(Stored dataset items)
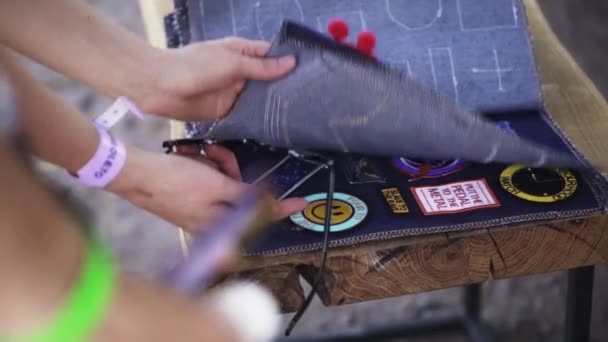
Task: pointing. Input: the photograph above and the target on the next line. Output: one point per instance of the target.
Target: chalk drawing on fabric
(497, 70)
(446, 51)
(275, 16)
(390, 11)
(513, 25)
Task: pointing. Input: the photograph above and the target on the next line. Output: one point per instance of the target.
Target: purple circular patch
(439, 168)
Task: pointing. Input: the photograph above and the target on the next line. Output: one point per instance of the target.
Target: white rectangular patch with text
(455, 197)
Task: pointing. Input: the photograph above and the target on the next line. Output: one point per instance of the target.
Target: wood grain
(384, 269)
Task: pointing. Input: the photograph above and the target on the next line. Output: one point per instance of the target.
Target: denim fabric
(477, 52)
(337, 100)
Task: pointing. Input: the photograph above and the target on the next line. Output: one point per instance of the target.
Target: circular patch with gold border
(537, 184)
(347, 212)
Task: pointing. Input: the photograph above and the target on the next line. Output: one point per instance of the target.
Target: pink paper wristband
(106, 163)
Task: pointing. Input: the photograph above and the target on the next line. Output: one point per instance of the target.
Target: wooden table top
(416, 264)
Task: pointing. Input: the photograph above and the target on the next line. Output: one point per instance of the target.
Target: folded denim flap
(478, 53)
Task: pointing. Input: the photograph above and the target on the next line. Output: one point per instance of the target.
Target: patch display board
(475, 52)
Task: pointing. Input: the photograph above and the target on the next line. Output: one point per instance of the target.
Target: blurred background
(525, 309)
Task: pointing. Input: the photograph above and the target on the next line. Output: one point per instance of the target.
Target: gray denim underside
(335, 101)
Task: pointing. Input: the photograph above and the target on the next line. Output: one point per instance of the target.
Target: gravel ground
(525, 309)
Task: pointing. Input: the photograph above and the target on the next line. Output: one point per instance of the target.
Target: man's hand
(186, 192)
(202, 81)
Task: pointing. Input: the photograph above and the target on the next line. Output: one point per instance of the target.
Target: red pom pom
(338, 29)
(366, 42)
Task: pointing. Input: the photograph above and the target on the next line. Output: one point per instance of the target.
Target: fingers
(264, 69)
(288, 207)
(245, 47)
(225, 159)
(252, 64)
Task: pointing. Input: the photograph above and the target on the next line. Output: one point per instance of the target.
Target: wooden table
(423, 263)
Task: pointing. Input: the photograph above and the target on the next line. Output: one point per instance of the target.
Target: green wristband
(87, 304)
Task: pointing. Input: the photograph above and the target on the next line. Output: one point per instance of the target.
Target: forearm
(55, 131)
(41, 255)
(73, 38)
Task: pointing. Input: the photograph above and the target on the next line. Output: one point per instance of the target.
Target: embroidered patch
(538, 185)
(347, 212)
(421, 168)
(455, 197)
(395, 201)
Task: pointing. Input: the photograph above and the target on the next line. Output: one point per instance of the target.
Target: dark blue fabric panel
(382, 223)
(477, 52)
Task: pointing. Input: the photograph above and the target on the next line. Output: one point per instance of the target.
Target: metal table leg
(578, 304)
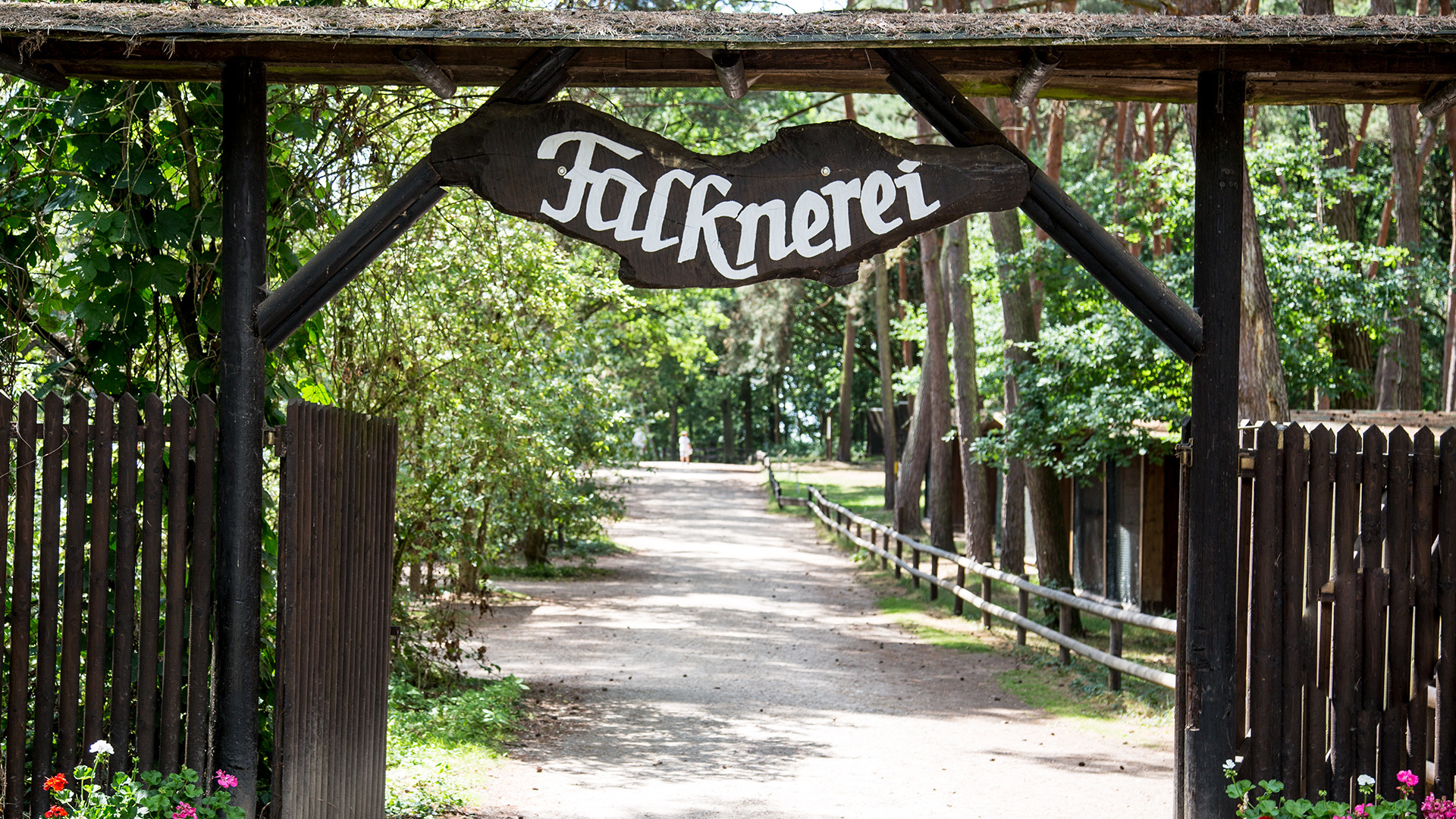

What is needed: Could every record be given again exactly, with its pictures left out?

Output for this exercise:
Task: pointing. Input: the photograph above and the target on the next line. Output: one point per instance of the target.
Target: chalk drawing on fabric
(497, 70)
(446, 51)
(275, 16)
(390, 11)
(513, 25)
Task: pointing. Input: the photograph above and the target on the next line. Output: one point per instance of the target.
Target: purple circular patch
(439, 168)
Task: pointing. Input: the photograph above and the target on the next line. Output: one point per instance of the target.
Target: white rectangular patch with text
(455, 197)
Task: pointing. Input: the photograph above and the target on the next line. Output: one point per instance of the target.
Target: wood grain
(384, 269)
Task: pointing. Input: the photograph above and the target on the next line. Output: one point per instance of the target.
Target: denim fabric
(477, 52)
(337, 100)
Task: pointing. Input: the photograph above and the target on the next line. Output: one point per instance of the target.
Target: circular patch with gold border
(537, 184)
(347, 212)
Task: pointing. Input: the photograph above and the target on the next line. Output: one point per instance of the target.
Target: pink paper wristband
(106, 163)
Task: pointing. Input: the photograph above and the target on the next line. Output: one point per instance of the target.
Target: wooden table top
(416, 264)
Task: pointing. Input: the photograph above and the target on the next line. Output: one point per instance of the target.
Target: folded denim flap
(478, 53)
Task: pointing. Input: the photograph above and the target on the next line. Output: one point per instance of the target.
Target: patch display board
(475, 52)
Task: pointing. Input: the photograph above and the target on the next line. Output: one point per instance of the target.
Target: blurred background
(525, 309)
Task: pointing. Input: the photograph above and the target on the next line. Output: one point per instance of the target.
Target: gray denim underside
(335, 101)
Task: pointing. Input: the photograph above and the target on the next line. Output: one point per instance of the target.
Target: gravel ground
(525, 309)
Task: pointing. Input: the photograph above and the target on the next line. Output: one point per instance of the target.
Target: man's hand
(186, 192)
(202, 81)
Task: pointing. Input: the photograph above and the target on the next line. Output: one point per instance of the target.
Target: red pom pom
(338, 29)
(366, 42)
Task: pointing. Input: the photograph above and the target on the next line. Output: one point per instance of the target.
Target: fingers
(264, 69)
(288, 207)
(245, 47)
(225, 159)
(252, 64)
Task: pointing. Input: the photograph above and the target on the next line. Output: one point per instance of the target.
Target: wooden table
(423, 263)
Task: pointing. Input: the photograph above and the target on the next line. Output: one point per instance of the target.
Target: green wristband
(87, 304)
Task: pointing. Input: the photograph above and the target on the next line. Output: one point per instance of the target.
Target: forearm
(55, 131)
(41, 255)
(73, 38)
Task: pointing. Input: the photograph above and the target on the next line. Output: one point per instance of the target.
Target: embroidered patch
(538, 185)
(347, 212)
(421, 168)
(455, 197)
(395, 201)
Task: pointing. Input: the photograph above and the target on the next line. Output: one point per instance of the target.
Target: dark blue fabric panel
(382, 223)
(477, 52)
Task: pointing. Input: the photograph above and the target on the next line. Output: one point per instance of the target.
Target: metal table leg
(578, 304)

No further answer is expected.